Secret Number Six: Being other centered is the best thing you can do for yourself. I discovered that my wife’s love language is acts of service. So one day when she was away for three hours I made our house look like a model home. I put away, stored, threw away and cleaned stuff all over. When she walked in and saw what I had been up to, she could not stop crying. Before that act I had really been trying to stay tuned to her needs and she had already begun to wonder what had happened to me and why she felt so good about us and about life.
It is so simple, but so difficult to do on a regular basis, but the more you take the focus off of yourself the more your spouse is going to focus on you, appreciate you and want to bless you. So it all starts with you deciding to meet the needs of your partner rather than demanding that your needs be met by your spouse.
If your spouse only focuses on their own needs, refuse to put up with self-centered behavior that leads to controlling your or demeaning behavior. Express your boundaries and stand your ground or you will reduce yourself to a doormat, training your partner that it is okay to neglect you. And rather than nag and complain express your desire be close and connected.
Secret Number Seven: Relationship rebooting needs to happen everyday. The seven minute marriage solution is about taking seven minutes a day to reconnect and refocus. Eyeball to eyeball you need to sit down everyday and check in. It also helps to pull out a Bible and read some scripture together. In fact the Center of Biblical Engagement has done extensive research to determine that if the two of you will do this at least four days out of seven it will change your character and choices and your entire relationship. It is so powerful it reduces the chance of an affair by 59%. And when you pray for each other, you tend to place the relationship into a spiritual realm and begin to overlook the minor irritations that can become so large.
Seven minutes is not a long time but it could be the most important seven minutes of your entire day. Everyone can take 7 minutes to reconnect with each other. It is just a matter of consistency and commitment.
Willingness is the key to everything. “I guess you could say this is a bonus secret because it is so powerfully true,” writes Arterburn. “If two people are willing to look at themselves and make some changes, anything is possible. I know of several couples who have come to our marriage renewal weekends who were either divorced or separated for over two years and put things back together in a way they never dreamed possible. How? They both went from stubborn resistance to humble willingness. They went from pointing a finger at the other to putting the finger on their own flaws and inadequacies.”
“The best thing you can do for your marriage is monitor the amount of willingness you possess,” writes the author in The 7 Minute Marriage Solution. “If you have it or are willing to develop it, the outcome may shockingly surprise you and you may end up with the marriage you always wanted.”

Tasks for this exercise:
(1) Reproduce the stretch of the marriage text from "Seven minutes is" through "consistency and commitment.".
(2) Answer these from the marriage text:
(a) What love language did the writer discover his wife has?
(b) On at least how many days out of seven does the research say a couple should read scripture together?
(c) What is called the key to everything?

Information given:
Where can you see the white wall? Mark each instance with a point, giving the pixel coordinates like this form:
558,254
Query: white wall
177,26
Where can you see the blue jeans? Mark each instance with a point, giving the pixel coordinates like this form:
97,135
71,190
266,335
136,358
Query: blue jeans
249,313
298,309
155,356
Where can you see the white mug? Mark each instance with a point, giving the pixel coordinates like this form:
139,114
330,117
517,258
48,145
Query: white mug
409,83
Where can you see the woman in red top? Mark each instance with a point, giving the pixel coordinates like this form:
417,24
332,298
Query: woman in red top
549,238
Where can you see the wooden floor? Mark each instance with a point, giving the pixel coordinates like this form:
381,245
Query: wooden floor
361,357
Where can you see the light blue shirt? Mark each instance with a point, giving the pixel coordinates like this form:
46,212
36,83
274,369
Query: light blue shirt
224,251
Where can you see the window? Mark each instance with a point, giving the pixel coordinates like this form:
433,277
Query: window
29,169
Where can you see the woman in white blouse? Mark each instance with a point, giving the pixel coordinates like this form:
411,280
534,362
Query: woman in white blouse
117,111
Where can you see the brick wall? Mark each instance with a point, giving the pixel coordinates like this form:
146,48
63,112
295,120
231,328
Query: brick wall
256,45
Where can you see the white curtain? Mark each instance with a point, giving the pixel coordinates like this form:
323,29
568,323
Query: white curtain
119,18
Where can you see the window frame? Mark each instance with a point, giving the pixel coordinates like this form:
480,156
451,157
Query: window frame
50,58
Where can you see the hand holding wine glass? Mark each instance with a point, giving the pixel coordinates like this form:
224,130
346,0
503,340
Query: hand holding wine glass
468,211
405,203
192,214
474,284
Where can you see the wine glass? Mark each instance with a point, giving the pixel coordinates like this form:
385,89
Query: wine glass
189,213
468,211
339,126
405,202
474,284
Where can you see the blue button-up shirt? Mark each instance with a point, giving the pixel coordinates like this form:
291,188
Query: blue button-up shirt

Answer section:
(1)
Seven minutes is not a long time but it could be the most important seven minutes of your entire day. Everyone can take 7 minutes to reconnect with each other. It is just a matter of consistency and commitment.

(2)
(a) Acts of service
(b) Four
(c) Willingness